TEXTO DEL EJERCICIO
En mi opinión cerrar la puerta a una convergencia de izquierdas es un error que a Podemos y al resto de la izquierda les puede costar caro. Ayer se vieron Garzón e Iglesias para hablar de posibles convergencias. Y mientras Garzón hablaba de una candidatura popular donde entráramos todos los partidos de izquierda, Pablo Iglesias cerraba la puerta e invitaba a todos los que quisieran a entrar en Podemos.

Pablo Iglesias y Podemos están en su derecho, pero ese acto de prepotencia puede costarles caro. Y a las pruebas me remito.

Nadie puede negar que Izquierda Unida está muy lejos de sus mejores momentos. Tampoco se puede negar que hoy Podemos es la fuerza hegemónica, a gran diferencia, a la izquierda del PSOE (aunque ellos se empeñen en decir que no son de izquierdas). Pero todo eso no puede hacer que Iglesias y los suyos no sean capaces de ver las ventajas que supondría una candidatura donde además de Podemos, estuviera Izquierda Unida, ICV, Anova, Compromis, Equo y tantos otros partidos pequeños que podrían entrar en esa candidatura popular.

INFORMACIÓN MOSTRADA
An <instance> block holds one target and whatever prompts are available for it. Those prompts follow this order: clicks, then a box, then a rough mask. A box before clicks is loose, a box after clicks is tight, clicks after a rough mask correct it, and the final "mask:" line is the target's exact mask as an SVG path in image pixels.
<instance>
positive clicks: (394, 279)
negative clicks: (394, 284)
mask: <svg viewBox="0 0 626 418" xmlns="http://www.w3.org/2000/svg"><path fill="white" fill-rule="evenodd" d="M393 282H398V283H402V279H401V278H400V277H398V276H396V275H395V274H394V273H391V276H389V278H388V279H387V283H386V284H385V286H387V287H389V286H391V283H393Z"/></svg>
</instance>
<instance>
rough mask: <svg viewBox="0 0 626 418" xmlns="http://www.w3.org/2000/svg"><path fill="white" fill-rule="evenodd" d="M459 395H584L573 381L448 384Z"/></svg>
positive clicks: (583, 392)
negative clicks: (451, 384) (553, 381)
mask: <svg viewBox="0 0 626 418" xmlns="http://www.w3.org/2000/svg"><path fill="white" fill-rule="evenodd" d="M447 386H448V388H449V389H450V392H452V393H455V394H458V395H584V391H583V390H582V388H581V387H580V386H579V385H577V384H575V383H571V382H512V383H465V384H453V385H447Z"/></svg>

CONJUNTO DE TAREAS
a – Responda a partir del texto sobre la convergencia de izquierdas:
(i) ¿Con quién se reunió Garzón ayer?
(ii) ¿Qué hacía Pablo Iglesias mientras Garzón hablaba de una candidatura popular?
(iii) ¿Qué fuerza es hoy la hegemónica a la izquierda del PSOE?
b – Enumere los partidos que el texto sobre la convergencia de izquierdas menciona como posibles integrantes de la candidatura, además de Podemos.
c – Prosiga el texto sobre la convergencia de izquierdas a partir de su última oración.

RESULTADOS DE LAS TAREAS
a –
(i) Con Iglesias.
(ii) Cerraba la puerta e invitaba a todos los que quisieran a entrar en Podemos.
(iii) Podemos.

b – Izquierda Unida, ICV, Anova, Compromis y Equo.

c –
Alberto Garzón y Pablo Iglesias

Las pruebas a las que me refería son claras. Por poner un caso claro, en la C.A.M. si se hubiera presentado una única candidatura, en vez de haberse presentado IUCM (hoy en vías de desaparición, pero no sus votantes), el 4,3% que no sirvió para que esta fuerza tuviera representación en la Comunidad (el mínimo según la ley electoral es el 5%), hubiera dado a la izquierda cuatro o cinco diputados más, lo que habría hecho que, al igual que ha ocurrido en el ayuntamiento, la derecha hubiera quedado fuera del gobierno, y hoy Cifuentes estaría en la oposición, acompañando a su amiga Espe.

Pero vayamos más allá. Ha habido, que yo conozca, un par de sondeos después de las elecciones del 24 de mayo, con resultados muy parecidos. Si los analizamos vemos que Podemos obtiene un buen resultado que representa un tercer lugar con el 21,5% de los votos. Bueno, pues si a este 21,5% se sumara el 4,1% que obtiene IU/ICV y una estimación de un 3% que, calculando por lo bajo, obtendrían otras fuerzas de izquierda como Compromis, Anova, Equo y otras, llegaríamos al 28,6% de los votos, muy por encima de lo que muestra el sondeo que obtendría el PP, partido ganador, con un 24,5%. La suma del 28,6% más el 23% que podría obtener el PSOE, según el mismo sondeo, darían una mayoría absoluta clara.

Y es que hay que tener en cuenta la ley d´Hondt, que como se sabe beneficia de forma exagerada a los grandes partidos, hace que mientras que ese 4,1% de los votos que podría obtener IU/ICV, se convertirían en 5 ó 6 diputados si se presentaran solos, y, sin embargo, si se presentaran junto a Podemos, ese porcentaje mínimo pasaría a aumentar en 13 ó 14 los diputados que obtendría Podemos en solitario.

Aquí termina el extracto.